Activity:
Please set down exactly the lines from the one that contains "pixel 406 191" through the end of the material, leaving out every picture.
[Task data — start]
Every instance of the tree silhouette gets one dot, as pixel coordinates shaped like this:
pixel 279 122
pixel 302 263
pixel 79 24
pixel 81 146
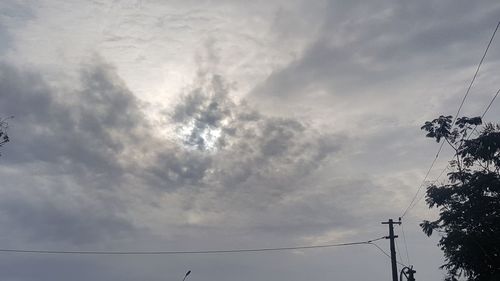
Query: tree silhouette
pixel 469 203
pixel 4 138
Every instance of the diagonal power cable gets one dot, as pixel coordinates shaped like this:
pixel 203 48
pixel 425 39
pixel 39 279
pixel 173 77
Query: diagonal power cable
pixel 411 205
pixel 227 251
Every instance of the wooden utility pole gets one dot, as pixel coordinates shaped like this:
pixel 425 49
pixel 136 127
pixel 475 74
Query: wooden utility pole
pixel 391 238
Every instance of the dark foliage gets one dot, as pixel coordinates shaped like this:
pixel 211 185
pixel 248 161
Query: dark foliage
pixel 469 203
pixel 4 138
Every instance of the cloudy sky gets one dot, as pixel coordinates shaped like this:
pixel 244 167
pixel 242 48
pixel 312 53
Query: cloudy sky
pixel 150 125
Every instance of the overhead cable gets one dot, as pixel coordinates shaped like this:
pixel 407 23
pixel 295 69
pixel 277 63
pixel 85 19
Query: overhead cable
pixel 454 120
pixel 227 251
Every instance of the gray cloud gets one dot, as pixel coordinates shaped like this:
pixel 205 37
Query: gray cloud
pixel 370 44
pixel 88 148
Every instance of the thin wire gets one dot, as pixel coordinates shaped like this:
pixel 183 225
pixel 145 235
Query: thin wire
pixel 423 182
pixel 385 253
pixel 406 244
pixel 399 252
pixel 454 120
pixel 27 251
pixel 475 74
pixel 468 137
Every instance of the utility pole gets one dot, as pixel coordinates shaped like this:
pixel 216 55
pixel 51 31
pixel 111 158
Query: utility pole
pixel 393 248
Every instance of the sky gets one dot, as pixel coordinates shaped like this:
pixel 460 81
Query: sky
pixel 211 125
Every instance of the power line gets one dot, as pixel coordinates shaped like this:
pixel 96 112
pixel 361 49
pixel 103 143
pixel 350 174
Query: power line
pixel 473 130
pixel 406 244
pixel 475 74
pixel 454 120
pixel 29 251
pixel 385 253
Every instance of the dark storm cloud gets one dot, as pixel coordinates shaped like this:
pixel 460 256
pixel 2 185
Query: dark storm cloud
pixel 247 143
pixel 84 146
pixel 73 147
pixel 86 129
pixel 368 44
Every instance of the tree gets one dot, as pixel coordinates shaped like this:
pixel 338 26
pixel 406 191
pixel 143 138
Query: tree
pixel 469 203
pixel 4 138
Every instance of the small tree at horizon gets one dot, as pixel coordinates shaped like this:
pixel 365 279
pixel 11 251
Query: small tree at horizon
pixel 4 138
pixel 469 204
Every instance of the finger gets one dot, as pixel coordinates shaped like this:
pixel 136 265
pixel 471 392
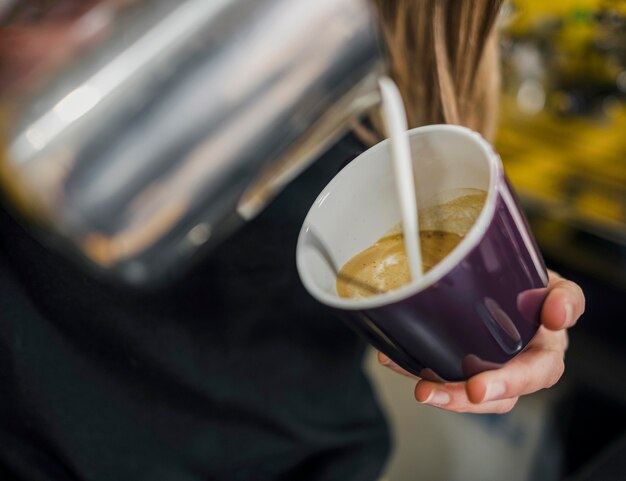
[Task data — finish]
Reply to the task:
pixel 406 191
pixel 143 138
Query: tree
pixel 469 203
pixel 4 138
Every instance of the small tree at horizon gets one dot, as pixel coordinates shaped like this:
pixel 365 279
pixel 11 251
Query: small tree at horizon
pixel 4 138
pixel 469 204
Every instance of the finger gets one dot, as pixel coordinates shaped like this:
pixel 136 265
pixel 471 392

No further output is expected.